## EXERCISE INSTRUCTIONS
- a) Answer these about the Kubernetes deployment guide, one per line:
(i) Which file does it point to for reverse proxy and tunnel routing details?
(ii) In the individual mode install command, which two components are switched on with `enabled=true`?
(iii) Where does it say the full values reference is found?
- b) In one to three sentences, explain why the Kubernetes deployment guide's last install command sets `haMode.enabled=true`.

## SELECTED EXCERPT
□ □ □ □ □
Kubernetes Deployment Guide

This guide covers Helm-first Kubernetes deployment and key operational constraints.

For reverse proxy and tunnel routing details, see REVERSE_PROXY_AND_TUNNELS.md.

Helm Chart (Recommended)

The chart supports:

Published Helm chart reference:

helm repo add soundspan https://soundspan.github.io/soundspan
helm repo update
helm search repo soundspan/soundspan

All-in-One install

helm repo add soundspan https://soundspan.github.io/soundspan
helm install soundspan soundspan/soundspan
  --set music.persistence.existingClaim=my-music-pvc

Individual mode install

helm repo add soundspan https://soundspan.github.io/soundspan
helm install soundspan soundspan/soundspan
  --set deploymentMode=individual \
  --set music.persistence.existingClaim=my-music-pvc \
  --set tidalSidecar.enabled=true \
  --set ytmusicStreamer.enabled=true

For HA-oriented defaults without configuring many individual switches:

helm repo add soundspan https://soundspan.github.io/soundspan
helm install soundspan soundspan/soundspan
  --set deploymentMode=individual \
  --set haMode.enabled=true \
  --set music.persistence.existingClaim=my-music-pvc

See full values reference in ../charts/soundspan/README.md.
□ □ □ □ □
## DATA EXTRACT
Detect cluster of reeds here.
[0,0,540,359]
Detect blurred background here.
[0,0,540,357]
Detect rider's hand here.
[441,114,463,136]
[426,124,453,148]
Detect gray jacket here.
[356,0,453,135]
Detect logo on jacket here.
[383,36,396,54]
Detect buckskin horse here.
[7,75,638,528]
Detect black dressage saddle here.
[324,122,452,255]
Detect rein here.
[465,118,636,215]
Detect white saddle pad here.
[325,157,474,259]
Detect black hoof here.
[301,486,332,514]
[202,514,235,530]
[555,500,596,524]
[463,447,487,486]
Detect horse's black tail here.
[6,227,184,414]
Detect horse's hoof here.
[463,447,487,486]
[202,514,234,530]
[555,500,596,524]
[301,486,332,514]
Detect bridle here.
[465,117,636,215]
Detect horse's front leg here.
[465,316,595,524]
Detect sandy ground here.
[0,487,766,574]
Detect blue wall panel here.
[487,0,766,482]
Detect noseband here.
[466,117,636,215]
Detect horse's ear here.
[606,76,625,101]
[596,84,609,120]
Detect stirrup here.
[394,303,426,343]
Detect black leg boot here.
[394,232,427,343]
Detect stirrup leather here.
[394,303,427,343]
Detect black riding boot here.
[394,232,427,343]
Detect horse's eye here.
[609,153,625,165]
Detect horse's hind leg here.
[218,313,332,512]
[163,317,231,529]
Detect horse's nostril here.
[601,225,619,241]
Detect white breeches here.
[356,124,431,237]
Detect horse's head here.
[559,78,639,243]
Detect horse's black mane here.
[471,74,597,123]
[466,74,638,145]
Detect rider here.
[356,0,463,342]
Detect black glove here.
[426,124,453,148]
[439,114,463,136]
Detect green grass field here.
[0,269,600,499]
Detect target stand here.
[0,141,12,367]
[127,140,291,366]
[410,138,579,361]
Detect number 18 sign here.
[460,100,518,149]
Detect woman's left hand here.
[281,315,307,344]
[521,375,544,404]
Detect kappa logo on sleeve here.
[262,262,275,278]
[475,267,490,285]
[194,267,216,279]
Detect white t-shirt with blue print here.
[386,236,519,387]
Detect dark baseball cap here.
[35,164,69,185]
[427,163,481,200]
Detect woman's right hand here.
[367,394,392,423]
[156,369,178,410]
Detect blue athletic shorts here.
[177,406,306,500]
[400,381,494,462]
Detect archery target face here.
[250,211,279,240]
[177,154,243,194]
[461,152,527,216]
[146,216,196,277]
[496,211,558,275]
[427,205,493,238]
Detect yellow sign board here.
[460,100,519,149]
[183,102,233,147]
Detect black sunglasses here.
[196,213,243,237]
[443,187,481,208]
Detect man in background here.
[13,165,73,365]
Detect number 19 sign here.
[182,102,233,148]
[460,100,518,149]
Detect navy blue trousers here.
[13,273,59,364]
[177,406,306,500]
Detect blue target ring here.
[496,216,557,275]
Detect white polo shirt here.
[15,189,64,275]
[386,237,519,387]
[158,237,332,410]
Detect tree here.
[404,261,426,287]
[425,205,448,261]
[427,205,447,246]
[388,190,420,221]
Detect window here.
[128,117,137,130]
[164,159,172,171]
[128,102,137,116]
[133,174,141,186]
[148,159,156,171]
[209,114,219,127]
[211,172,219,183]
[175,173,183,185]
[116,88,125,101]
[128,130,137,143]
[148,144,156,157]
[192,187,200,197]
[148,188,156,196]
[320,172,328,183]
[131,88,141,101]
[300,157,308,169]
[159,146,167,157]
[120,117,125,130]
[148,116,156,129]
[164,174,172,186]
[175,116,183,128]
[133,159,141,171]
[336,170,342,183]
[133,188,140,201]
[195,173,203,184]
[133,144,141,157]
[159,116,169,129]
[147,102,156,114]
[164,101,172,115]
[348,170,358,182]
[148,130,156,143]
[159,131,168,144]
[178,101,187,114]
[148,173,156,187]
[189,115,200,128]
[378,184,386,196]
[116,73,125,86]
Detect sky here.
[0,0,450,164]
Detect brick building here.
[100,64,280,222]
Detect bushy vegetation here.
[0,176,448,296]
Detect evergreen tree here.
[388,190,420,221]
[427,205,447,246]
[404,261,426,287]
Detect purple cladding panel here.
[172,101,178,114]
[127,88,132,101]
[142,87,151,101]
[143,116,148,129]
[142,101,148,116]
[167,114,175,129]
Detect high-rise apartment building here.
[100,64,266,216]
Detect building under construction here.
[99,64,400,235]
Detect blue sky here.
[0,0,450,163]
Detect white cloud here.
□ □ □ □ □
## WRITTEN RESPONSES
- a)
(i) REVERSE_PROXY_AND_TUNNELS.md
(ii) tidalSidecar and ytmusicStreamer
(iii) ../charts/soundspan/README.md

- b) Setting `haMode.enabled=true` gives HA-oriented defaults without configuring many individual switches. The guide pairs it with `deploymentMode=individual` and the music persistence claim in that command.